• Text section
• • •

Pinning goroutines into specific cores

Introduction

Efficient CPU core and thread management are pivotal in concurrent programming for high performance and scalability. This blog post examines the goroutine-locker repository, highlighting its utility in scenarios where pinning threads to specific cores is beneficial, akin to strategies employed in high-performance databases like ScyllaDB.

The Shard-Per-Core Concept in ScyllaDB

ScyllaDB, a leading NoSQL database, utilizes a shard-per-core architecture. Each CPU core is assigned a shard/thread, facilitating lock-free data structure development. This approach enhances CPU cache usage and scalability, as cores operate independently, reducing race conditions and mutex lock dependencies.

Goroutine-Locker: Enhancing Go's Concurrency

The goroutine-locker repository adopts a similar principle, binding goroutines to specific CPU cores. This is particularly advantageous for:

1. Maximizing CPU Cache Efficiency: Consistent execution on the same core improves cache hit rates, reducing latency from cache misses.
2. Minimizing Context Switching: Core-bound threads reduce context switching overhead, enhancing performance in CPU-intensive tasks.

How Goroutine-Locker Works: A Step-by-Step Guide

1. Initialization: The process begins with the NewCoreManager function in cpu.go, which initializes the CoreManager. This manager creates a Core for each CPU core on the system, with each Core having its task queue and goroutine counter.
2. Task Assignment: Tasks are assigned to cores, with each task being queued up in the respective Core's task queue.
3. Goroutine Creation and Binding: For each task, a goroutine is created. The lock_thread function from cpuaffinity.c is then called to bind this goroutine to the designated CPU core. This binding is crucial for ensuring that the goroutine consistently runs on its assigned core.

• • •

• Directive 1
For each statement about the post on pinning goroutines, decide whether the post supports it. Answer yes or no, and quote the words from the post that settle it. (a) ScyllaDB gives every CPU core its own shard/thread. (b) The lock_thread function comes from cpu.go. (c) Every Core has its own task queue and goroutine counter.
• Directive 2
Recast the paragraph in the post on pinning goroutines that opens with "ScyllaDB, a leading NoSQL database" as a short bulleted list that keeps its main facts.
• Directive 3
Name every step listed in the step-by-step guide of the post on pinning goroutines.

• Material supplied
• • •

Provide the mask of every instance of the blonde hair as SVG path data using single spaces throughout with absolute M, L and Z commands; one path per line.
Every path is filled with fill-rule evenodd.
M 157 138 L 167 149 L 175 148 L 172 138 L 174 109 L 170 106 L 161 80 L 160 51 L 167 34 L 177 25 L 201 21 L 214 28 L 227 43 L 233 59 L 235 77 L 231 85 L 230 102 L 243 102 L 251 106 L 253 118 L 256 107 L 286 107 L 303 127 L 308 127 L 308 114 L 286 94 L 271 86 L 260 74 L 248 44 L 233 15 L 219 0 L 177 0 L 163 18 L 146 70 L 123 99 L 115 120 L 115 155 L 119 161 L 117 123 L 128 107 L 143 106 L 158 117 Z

• • •

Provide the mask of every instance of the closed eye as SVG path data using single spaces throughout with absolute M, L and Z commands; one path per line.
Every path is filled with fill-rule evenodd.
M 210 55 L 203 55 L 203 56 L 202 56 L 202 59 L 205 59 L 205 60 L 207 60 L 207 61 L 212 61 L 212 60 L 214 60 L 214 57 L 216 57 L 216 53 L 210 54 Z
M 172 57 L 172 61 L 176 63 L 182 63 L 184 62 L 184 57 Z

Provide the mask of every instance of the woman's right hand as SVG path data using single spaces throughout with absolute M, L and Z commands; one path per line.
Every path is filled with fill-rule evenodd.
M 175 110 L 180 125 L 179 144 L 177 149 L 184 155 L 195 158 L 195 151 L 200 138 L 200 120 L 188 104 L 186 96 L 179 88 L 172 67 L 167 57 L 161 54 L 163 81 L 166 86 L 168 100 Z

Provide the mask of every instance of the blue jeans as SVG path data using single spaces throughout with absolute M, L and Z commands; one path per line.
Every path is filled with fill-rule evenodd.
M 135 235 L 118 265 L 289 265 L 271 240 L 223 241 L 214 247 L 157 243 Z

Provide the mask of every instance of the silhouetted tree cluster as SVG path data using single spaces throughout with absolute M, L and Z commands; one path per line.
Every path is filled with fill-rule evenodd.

• • •

• Expected output 1
(a) Yes: "Each CPU core is assigned a shard/thread"
(b) No: "The lock_thread function from cpuaffinity.c"
(c) Yes: "with each Core having its task queue and goroutine counter"

• Expected output 2
- ScyllaDB, a leading NoSQL database, uses a shard-per-core architecture.
- Each CPU core is assigned a shard/thread, which makes it easier to build lock-free data structures.
- Because cores operate independently, CPU cache usage and scalability improve, and there are fewer race conditions and less reliance on mutex locks.

• Expected output 3
- Initialization
- Task Assignment
- Goroutine Creation and Binding